DIRECTIVE:
Show every line in the entries below that contains the word "wall", copying each such line in full.

Items from a labeling collection
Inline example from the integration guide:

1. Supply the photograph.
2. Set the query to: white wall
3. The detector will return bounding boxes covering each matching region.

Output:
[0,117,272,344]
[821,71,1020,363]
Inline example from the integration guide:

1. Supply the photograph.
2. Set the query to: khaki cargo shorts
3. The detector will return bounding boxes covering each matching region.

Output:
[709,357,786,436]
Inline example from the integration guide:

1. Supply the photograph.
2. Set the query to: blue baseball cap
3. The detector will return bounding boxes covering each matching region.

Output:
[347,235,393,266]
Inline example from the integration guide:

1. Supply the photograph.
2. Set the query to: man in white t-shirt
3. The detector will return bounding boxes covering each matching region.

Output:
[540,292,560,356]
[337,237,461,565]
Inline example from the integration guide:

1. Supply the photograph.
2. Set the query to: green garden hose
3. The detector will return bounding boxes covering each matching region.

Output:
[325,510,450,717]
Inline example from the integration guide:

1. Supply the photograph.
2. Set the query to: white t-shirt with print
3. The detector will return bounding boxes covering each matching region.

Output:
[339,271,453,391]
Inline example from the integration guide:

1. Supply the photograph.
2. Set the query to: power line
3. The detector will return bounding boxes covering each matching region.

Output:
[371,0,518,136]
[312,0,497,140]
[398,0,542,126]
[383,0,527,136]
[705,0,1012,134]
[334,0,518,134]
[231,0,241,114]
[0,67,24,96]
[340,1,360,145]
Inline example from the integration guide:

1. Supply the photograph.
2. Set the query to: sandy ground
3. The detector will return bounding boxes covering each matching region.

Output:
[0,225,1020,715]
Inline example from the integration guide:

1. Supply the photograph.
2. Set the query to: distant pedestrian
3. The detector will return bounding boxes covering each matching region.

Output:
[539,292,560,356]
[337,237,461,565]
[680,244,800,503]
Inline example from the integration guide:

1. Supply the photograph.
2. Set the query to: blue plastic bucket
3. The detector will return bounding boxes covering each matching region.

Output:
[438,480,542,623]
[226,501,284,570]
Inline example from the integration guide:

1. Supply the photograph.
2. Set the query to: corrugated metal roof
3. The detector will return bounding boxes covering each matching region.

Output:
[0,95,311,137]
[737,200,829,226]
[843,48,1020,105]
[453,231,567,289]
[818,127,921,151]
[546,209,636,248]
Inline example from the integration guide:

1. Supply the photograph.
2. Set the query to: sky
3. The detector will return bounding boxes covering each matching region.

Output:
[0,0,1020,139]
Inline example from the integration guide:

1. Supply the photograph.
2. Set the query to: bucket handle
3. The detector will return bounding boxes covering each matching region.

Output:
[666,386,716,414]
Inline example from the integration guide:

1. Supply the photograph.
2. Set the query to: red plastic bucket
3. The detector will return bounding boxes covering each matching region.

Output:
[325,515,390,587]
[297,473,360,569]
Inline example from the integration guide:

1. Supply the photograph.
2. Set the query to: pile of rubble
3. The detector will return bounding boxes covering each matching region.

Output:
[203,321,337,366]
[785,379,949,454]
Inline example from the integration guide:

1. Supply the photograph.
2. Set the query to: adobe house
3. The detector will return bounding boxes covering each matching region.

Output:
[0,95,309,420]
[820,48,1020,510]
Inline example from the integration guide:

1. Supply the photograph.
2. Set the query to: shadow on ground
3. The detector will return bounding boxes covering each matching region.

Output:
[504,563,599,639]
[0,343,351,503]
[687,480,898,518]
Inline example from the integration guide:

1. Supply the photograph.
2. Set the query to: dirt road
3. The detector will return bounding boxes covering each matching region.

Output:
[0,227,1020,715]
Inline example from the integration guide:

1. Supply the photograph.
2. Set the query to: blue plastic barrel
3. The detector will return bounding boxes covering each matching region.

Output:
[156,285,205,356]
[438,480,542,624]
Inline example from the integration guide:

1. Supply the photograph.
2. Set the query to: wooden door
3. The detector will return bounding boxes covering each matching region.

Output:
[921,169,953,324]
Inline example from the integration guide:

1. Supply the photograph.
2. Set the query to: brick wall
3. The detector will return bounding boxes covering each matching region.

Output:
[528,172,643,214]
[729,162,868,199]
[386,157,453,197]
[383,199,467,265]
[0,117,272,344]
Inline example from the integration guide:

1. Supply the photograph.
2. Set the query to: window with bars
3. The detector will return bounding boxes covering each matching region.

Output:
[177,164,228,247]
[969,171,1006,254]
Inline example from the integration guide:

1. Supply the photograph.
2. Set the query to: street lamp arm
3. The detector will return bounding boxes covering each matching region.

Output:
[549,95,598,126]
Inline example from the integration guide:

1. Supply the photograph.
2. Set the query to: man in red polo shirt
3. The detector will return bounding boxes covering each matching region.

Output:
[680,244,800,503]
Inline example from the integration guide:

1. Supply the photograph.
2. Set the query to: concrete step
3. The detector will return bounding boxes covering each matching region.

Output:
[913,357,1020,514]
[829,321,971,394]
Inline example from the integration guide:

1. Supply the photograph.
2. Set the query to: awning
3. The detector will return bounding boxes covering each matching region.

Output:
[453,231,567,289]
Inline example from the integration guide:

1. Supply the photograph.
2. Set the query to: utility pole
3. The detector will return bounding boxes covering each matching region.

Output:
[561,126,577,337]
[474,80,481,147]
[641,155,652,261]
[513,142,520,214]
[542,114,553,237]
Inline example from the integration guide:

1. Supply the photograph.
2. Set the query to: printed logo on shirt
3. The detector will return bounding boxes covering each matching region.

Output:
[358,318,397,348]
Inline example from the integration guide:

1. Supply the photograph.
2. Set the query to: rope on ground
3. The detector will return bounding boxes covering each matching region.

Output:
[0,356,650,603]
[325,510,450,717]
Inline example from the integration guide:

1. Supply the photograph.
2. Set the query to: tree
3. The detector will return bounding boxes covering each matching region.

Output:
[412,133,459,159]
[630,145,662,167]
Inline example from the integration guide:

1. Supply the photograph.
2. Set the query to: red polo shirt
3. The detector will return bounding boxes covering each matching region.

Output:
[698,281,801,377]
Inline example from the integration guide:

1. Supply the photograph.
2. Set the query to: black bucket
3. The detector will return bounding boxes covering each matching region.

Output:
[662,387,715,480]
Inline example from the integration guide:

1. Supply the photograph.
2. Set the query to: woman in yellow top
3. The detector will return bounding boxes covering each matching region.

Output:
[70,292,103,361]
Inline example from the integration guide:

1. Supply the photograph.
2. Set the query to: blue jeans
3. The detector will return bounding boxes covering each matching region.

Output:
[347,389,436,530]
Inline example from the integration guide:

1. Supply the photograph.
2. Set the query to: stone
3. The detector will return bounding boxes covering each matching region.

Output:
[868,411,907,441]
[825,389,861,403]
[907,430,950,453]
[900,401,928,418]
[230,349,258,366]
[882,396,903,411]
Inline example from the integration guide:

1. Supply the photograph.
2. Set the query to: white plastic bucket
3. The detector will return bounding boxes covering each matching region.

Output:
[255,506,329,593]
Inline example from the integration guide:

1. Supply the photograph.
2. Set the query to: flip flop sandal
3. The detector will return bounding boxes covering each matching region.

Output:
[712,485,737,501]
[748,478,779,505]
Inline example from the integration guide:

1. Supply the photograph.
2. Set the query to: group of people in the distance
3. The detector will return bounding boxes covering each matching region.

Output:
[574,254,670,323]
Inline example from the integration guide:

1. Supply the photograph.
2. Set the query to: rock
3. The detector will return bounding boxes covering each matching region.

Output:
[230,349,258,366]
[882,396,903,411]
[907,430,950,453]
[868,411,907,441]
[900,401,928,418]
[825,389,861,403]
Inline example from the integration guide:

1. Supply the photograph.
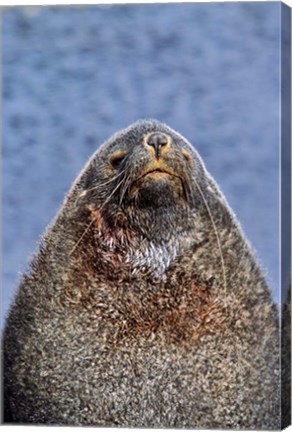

RESULT:
2. Set the query to: white wall
2. Set the query to: brick wall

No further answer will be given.